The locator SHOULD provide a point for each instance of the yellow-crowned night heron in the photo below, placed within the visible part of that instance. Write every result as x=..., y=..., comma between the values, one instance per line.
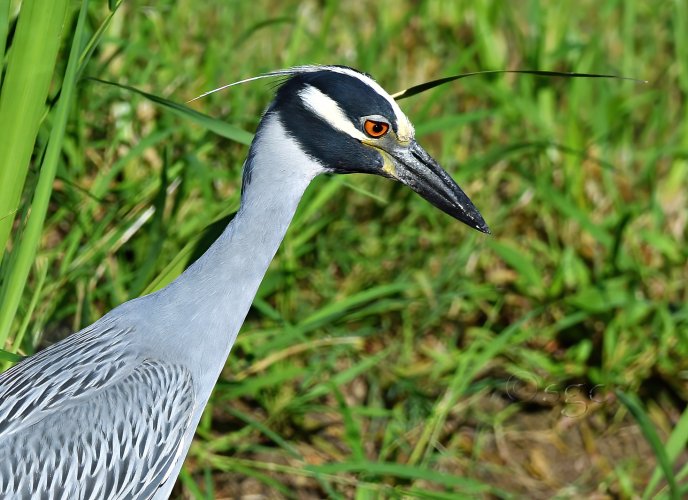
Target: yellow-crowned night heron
x=110, y=411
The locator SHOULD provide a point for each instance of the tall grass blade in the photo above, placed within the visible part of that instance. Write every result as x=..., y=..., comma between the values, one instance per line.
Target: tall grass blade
x=22, y=99
x=12, y=288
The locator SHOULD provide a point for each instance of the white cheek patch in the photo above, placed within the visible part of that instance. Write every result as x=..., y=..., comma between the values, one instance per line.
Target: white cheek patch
x=327, y=108
x=405, y=131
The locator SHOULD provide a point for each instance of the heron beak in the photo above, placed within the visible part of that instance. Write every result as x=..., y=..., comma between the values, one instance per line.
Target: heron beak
x=413, y=166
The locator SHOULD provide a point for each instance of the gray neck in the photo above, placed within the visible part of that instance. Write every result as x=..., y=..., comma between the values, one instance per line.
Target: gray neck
x=208, y=303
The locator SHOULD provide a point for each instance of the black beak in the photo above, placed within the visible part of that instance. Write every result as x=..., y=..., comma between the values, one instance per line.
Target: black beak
x=414, y=167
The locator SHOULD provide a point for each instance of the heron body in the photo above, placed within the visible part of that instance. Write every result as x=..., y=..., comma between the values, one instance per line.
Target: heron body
x=110, y=411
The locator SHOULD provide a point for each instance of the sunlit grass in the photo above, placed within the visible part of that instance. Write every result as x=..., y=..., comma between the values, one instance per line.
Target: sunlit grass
x=391, y=351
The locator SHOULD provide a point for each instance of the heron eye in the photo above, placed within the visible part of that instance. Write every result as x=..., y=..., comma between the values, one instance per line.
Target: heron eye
x=375, y=129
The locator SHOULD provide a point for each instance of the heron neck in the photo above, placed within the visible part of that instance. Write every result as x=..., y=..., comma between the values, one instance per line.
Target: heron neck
x=212, y=297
####
Activity = Here the job is to print all the entries above exactly, minus the images.

Finished task =
The locator SHOULD provide a point for each instance of the yellow-crowned night heron in the photo below, placed within the visible part of that instance. Write every result as x=..., y=..., comma between the values, one instance per line.
Target: yellow-crowned night heron
x=110, y=411
The locator SHOULD provide a point for each instance of the tall grass blade in the photo above, placed within the visible part of that instance. Write every result as x=..., y=..., comma between the values, one instance per line.
Target: tall grass blade
x=22, y=99
x=12, y=288
The locator SHOULD provide a point for each instance of the white cheek patch in the photo above, placed within the visible part of that instance. Write every result as x=..., y=..., comma between the values, one instance per line.
Target: white cheek patch
x=327, y=108
x=405, y=131
The locator SHOULD provide a point for each instance of the heron beak in the photo above, placed within the visible part of that instance. Write every result as x=..., y=..., comma between the values, one instance per line.
Target: heron beak
x=413, y=166
The locator SHOULD provide a point for each instance of the gray neck in the photo above, placed within the visible part of that instance. Write every result as x=..., y=..., comma between the values, one instance per line.
Target: gray neck
x=208, y=303
The locator SHOULD provide a point for each instance of the black beak in the photo above, placed within the visible part of that instance. Write every result as x=..., y=..., comma between the values, one instance per line.
Target: black beak
x=414, y=167
The locator SHOULD provide a point for each instance of the heron body in the photo above, placed within the visible part of that instance. Write every result as x=..., y=..., comma between the values, one instance per line.
Target: heron body
x=110, y=411
The locator SHOULD provide a point for each instance of the sunlit grass in the photo above, placed within the visible part of that instance. Write every result as x=..., y=..., comma between the values, one instance per line.
Target: sunlit grass
x=391, y=351
The locator SHOULD provide a point for each instance of the heron eye in the photo above, placed within the visible part of that instance. Write every result as x=..., y=..., comma between the values, one instance per line.
Target: heron eye
x=375, y=129
The locator SHOULD provide a point for each instance of the heron neck in the photo above, placed within the visible part of that instance. Write every result as x=..., y=..., comma between the values, one instance per line.
Target: heron neck
x=212, y=297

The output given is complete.